■ **Requirement 1**
Show each line of the listing that contains the string "bowl", treating uppercase and lowercase as different.

# drawing aid vs using cad



## woodman12 (Feb 12, 2012)

handy for people who are not good at cad---diagram to dxf to the cnc 


guitar body from tracing - YouTube drawiing aid

This portable drawing aid is great ,I have used it with cnc router/spindle or cnc co2 laser.
I do not spend enough time with a cad program to become good at it ,so i use this drawing aid and with a small amount of tries
it was worked for me .Its not real cheap around 1400,00 US funds but its easy to use and you can copy parts also
i have included a gasket i traced to cut on the 100 watt laser

copying and cutting an old gasket - YouTube
If there is any interest i can steer you to the source,the guys name is john walsh and he's excellent to deal with
i also have a draw program that i can trace from a monitor screen and a draw program for doing soemthing large like 6 feet long
called combine ,its stiches a bunch of small diagrams to make one large *.dxf file


----------



## JOAT (Apr 9, 2010)

This is advanced as I get. Works for me.


----------



## woodman12 (Feb 12, 2012)

That is not so simple ,you are able to draw a diagram and then get it into a vector format and then produce the gcode for a cnc machine.
You are doing Ok and don't need any drawing aid to get it into a dxf format


----------



## JOAT (Apr 9, 2010)

woodman12 said:


> That is not so simple ,you are able to draw a diagram and then get it into a vector format and then produce the gcode for a cnc machine.
> You are doing Ok and don't need any drawing aid to get it into a dxf format


:haha: Yep, for me it is so simple. I freehand sketch a design I like, lay it out on graph paper to get the dimensions, then lay it out on a piece of plywood for a pattern, cut it out, glue it to a second piece of plywood, then when the glue is dry, rout using the first piece as a template. That gives me my master. Then I nail it to the piece I want to form, and rout; repeat as desired, for duplicate, accurate, copies. No CNC involved. I'm way too broke to afford any CNC machines, and doubt I'd buy any if I could. That would take all the enjoyment out of it for me. I can buy a lot of wood for $1400. I don't know what a what vector or dxf formats are, and don't care. :no:


----------

■ **Data provided**
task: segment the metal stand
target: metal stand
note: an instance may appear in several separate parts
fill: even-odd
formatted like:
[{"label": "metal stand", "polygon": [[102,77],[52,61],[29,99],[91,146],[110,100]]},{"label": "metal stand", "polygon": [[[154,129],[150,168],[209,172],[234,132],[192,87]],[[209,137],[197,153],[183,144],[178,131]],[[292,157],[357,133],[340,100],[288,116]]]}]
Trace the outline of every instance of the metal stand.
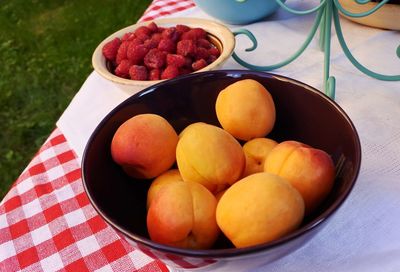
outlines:
[{"label": "metal stand", "polygon": [[[236,1],[246,1],[246,0],[236,0]],[[349,17],[354,17],[354,18],[359,18],[359,17],[364,17],[368,16],[372,13],[374,13],[376,10],[378,10],[380,7],[382,7],[384,4],[386,4],[389,0],[383,0],[379,4],[377,4],[374,8],[362,12],[362,13],[352,13],[347,10],[345,10],[341,4],[339,3],[339,0],[321,0],[319,5],[309,9],[309,10],[294,10],[286,6],[282,0],[275,0],[282,8],[284,8],[286,11],[296,14],[296,15],[306,15],[306,14],[311,14],[314,12],[317,12],[314,24],[311,27],[310,33],[306,37],[306,40],[304,43],[301,45],[301,47],[288,59],[273,64],[273,65],[267,65],[267,66],[258,66],[258,65],[253,65],[250,64],[244,60],[242,60],[235,52],[233,53],[233,58],[242,66],[249,68],[251,70],[257,70],[257,71],[271,71],[277,68],[280,68],[282,66],[285,66],[292,61],[294,61],[297,57],[299,57],[303,51],[307,48],[307,46],[310,44],[311,40],[314,38],[317,29],[320,29],[319,32],[319,46],[321,50],[324,52],[324,92],[326,95],[328,95],[330,98],[335,99],[335,77],[329,75],[329,67],[330,67],[330,49],[331,49],[331,29],[332,29],[332,19],[333,23],[335,26],[336,30],[336,35],[338,37],[340,46],[342,47],[342,50],[346,57],[351,61],[351,63],[359,69],[361,72],[364,74],[379,79],[379,80],[386,80],[386,81],[400,81],[400,75],[383,75],[379,74],[376,72],[373,72],[363,66],[361,63],[359,63],[354,56],[351,54],[349,48],[347,47],[347,44],[344,40],[343,33],[342,33],[342,28],[340,25],[340,20],[339,20],[339,11],[343,13],[346,16]],[[366,4],[371,2],[371,0],[354,0],[358,4]],[[253,46],[250,48],[247,48],[245,51],[253,51],[254,49],[257,48],[257,39],[254,37],[254,35],[246,30],[246,29],[240,29],[237,31],[234,31],[234,35],[240,35],[244,34],[246,35],[253,43]],[[396,51],[397,57],[400,58],[400,46],[397,48]]]}]

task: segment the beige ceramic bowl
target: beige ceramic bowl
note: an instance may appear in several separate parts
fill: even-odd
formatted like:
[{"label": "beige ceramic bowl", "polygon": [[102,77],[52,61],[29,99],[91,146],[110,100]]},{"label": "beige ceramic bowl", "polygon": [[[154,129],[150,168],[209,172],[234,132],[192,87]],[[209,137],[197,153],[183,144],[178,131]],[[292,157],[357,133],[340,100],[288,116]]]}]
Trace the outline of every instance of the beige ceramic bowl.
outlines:
[{"label": "beige ceramic bowl", "polygon": [[[368,11],[378,4],[377,2],[369,2],[361,5],[356,3],[354,0],[339,0],[339,3],[343,6],[344,9],[353,13]],[[384,4],[376,12],[365,17],[344,17],[356,23],[367,26],[391,30],[400,30],[400,5],[396,4]]]},{"label": "beige ceramic bowl", "polygon": [[[150,22],[151,21],[141,22],[111,34],[97,46],[92,56],[92,65],[97,73],[99,73],[103,78],[115,83],[119,88],[131,94],[137,92],[138,89],[151,86],[163,80],[131,80],[114,75],[106,66],[106,59],[102,54],[102,48],[107,42],[115,39],[116,37],[121,38],[125,33],[132,32],[140,26],[146,26]],[[224,25],[214,21],[195,18],[167,18],[154,20],[154,22],[158,26],[163,27],[171,27],[177,24],[187,25],[192,28],[201,27],[208,33],[210,41],[220,50],[221,55],[208,66],[196,71],[196,73],[218,69],[232,55],[235,47],[235,38],[232,32]]]}]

■ **Requirement 2**
Condense the forum thread's paragraph beginning ":haha: Yep, for me it is so simple" into a short bulleted list that keeps its main facts.

■ **Reply 1**
task: segment the beige ceramic bowl
target: beige ceramic bowl
[{"label": "beige ceramic bowl", "polygon": [[102,77],[52,61],[29,99],[91,146],[110,100]]},{"label": "beige ceramic bowl", "polygon": [[[154,129],[150,168],[209,172],[234,132],[192,87]],[[209,137],[197,153],[183,144],[178,131]],[[292,157],[357,133],[340,100],[288,116]]]}]
Trace the outline of every instance of the beige ceramic bowl.
[{"label": "beige ceramic bowl", "polygon": [[[368,11],[378,4],[377,2],[369,2],[361,5],[356,3],[354,0],[339,0],[339,3],[343,6],[344,9],[353,13]],[[384,4],[376,12],[365,17],[344,17],[356,23],[367,26],[391,30],[400,30],[400,5],[396,4]]]},{"label": "beige ceramic bowl", "polygon": [[[150,22],[151,21],[141,22],[111,34],[97,46],[92,56],[92,65],[97,73],[99,73],[103,78],[115,83],[119,88],[131,94],[137,92],[138,89],[151,86],[163,80],[131,80],[114,75],[106,66],[106,59],[102,54],[102,48],[107,42],[115,39],[116,37],[121,38],[125,33],[132,32],[140,26],[146,26]],[[224,25],[214,21],[195,18],[167,18],[154,20],[154,22],[158,26],[163,27],[171,27],[177,24],[187,25],[192,28],[201,27],[208,33],[210,41],[220,50],[221,55],[208,66],[196,71],[196,73],[218,69],[232,55],[235,47],[235,38],[232,32]]]}]

■ **Reply 2**
- Sketches a design freehand, then lays it out on graph paper to get the dimensions.
- Lays it out on plywood as a pattern, cuts it out, and glues it to a second piece of plywood.
- Once the glue is dry, routs using the first piece as a template, which gives the master.
- Nails the master to the piece to be formed and routs, repeating as desired for accurate duplicate copies.
- Uses no CNC: too broke to afford one, doubts buying one even if possible, and says it would take the enjoyment out of the work; $1400 buys a lot of wood.
- Doesn't know what vector or dxf formats are and doesn't care.